+++ Records for this exercise

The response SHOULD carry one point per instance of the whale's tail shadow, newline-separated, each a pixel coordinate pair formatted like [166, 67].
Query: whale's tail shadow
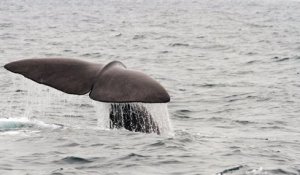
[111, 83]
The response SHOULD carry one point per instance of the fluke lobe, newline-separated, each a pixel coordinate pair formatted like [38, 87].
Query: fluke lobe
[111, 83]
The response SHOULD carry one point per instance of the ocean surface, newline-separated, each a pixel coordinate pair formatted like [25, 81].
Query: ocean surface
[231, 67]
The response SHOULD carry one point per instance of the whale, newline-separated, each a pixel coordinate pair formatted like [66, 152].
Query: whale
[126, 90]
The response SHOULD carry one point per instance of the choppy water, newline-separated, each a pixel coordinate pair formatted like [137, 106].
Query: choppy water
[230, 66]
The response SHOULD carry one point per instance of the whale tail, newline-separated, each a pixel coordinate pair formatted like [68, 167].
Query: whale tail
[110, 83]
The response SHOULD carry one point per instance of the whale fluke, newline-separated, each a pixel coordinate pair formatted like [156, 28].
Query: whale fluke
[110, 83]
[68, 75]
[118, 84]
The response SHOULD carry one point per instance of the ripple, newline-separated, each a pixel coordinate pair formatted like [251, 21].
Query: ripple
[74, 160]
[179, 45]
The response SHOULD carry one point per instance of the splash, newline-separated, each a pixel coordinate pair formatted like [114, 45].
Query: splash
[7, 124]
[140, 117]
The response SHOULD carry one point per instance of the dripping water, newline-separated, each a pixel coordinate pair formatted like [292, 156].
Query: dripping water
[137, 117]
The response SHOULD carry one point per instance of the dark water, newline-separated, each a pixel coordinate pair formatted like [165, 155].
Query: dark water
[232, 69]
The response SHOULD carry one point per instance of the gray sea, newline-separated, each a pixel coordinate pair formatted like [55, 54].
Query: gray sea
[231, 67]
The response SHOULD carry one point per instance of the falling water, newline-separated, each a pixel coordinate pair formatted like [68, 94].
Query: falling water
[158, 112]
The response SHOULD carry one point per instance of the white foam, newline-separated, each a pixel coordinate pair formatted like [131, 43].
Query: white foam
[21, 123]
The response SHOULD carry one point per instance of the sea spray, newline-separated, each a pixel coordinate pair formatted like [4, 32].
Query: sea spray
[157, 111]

++++++
+++ Records for this exercise

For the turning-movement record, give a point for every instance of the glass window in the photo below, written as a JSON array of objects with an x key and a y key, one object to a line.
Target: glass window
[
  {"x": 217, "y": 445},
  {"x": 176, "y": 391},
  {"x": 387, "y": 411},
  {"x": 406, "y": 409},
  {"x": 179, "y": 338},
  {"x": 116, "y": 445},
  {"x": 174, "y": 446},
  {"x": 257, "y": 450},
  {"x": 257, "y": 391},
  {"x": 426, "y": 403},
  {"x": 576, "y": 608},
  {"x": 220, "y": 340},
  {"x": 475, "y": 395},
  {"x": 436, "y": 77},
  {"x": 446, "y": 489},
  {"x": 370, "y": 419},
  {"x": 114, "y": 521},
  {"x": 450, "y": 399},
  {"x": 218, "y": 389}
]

++++++

[Directions for this task]:
Quote the listing above, but only from the line that shows "The response SHOULD carry one point per instance of the fluke" through the line that shows "like [114, 45].".

[Task response]:
The response SHOULD carry one point per instance of the fluke lobe, newline-separated, each a pixel coordinate pair formatted like [38, 87].
Query: fluke lobe
[111, 83]
The response SHOULD carry one point per instance of the ocean surface, newline-separated, each a pixel coordinate pair formatted like [25, 81].
Query: ocean surface
[231, 67]
The response SHOULD carry one point per instance of the whale, newline-separated, each a pixel coordinate pair formatted like [66, 152].
Query: whale
[126, 90]
The response SHOULD carry one point per instance of the choppy water, newline-separated, each a pixel coordinate pair formatted like [137, 106].
Query: choppy water
[230, 66]
The response SHOULD carry one point per instance of the whale tail, newline-separated, each a pixel coordinate pair formatted like [68, 167].
Query: whale tail
[110, 83]
The response SHOULD carry one point per instance of the whale fluke, newline-separated, each a pixel coordinate pair formatted like [156, 28].
Query: whale fluke
[110, 83]
[68, 75]
[118, 84]
The response SHOULD carry one point per instance of the ripple, newline-separated, each a pixel coordinate pair formatted like [251, 21].
Query: ripple
[74, 160]
[179, 45]
The response SHOULD carry one point per instance of the splash, newline-separated, each a pixel coordinate pair formatted like [114, 45].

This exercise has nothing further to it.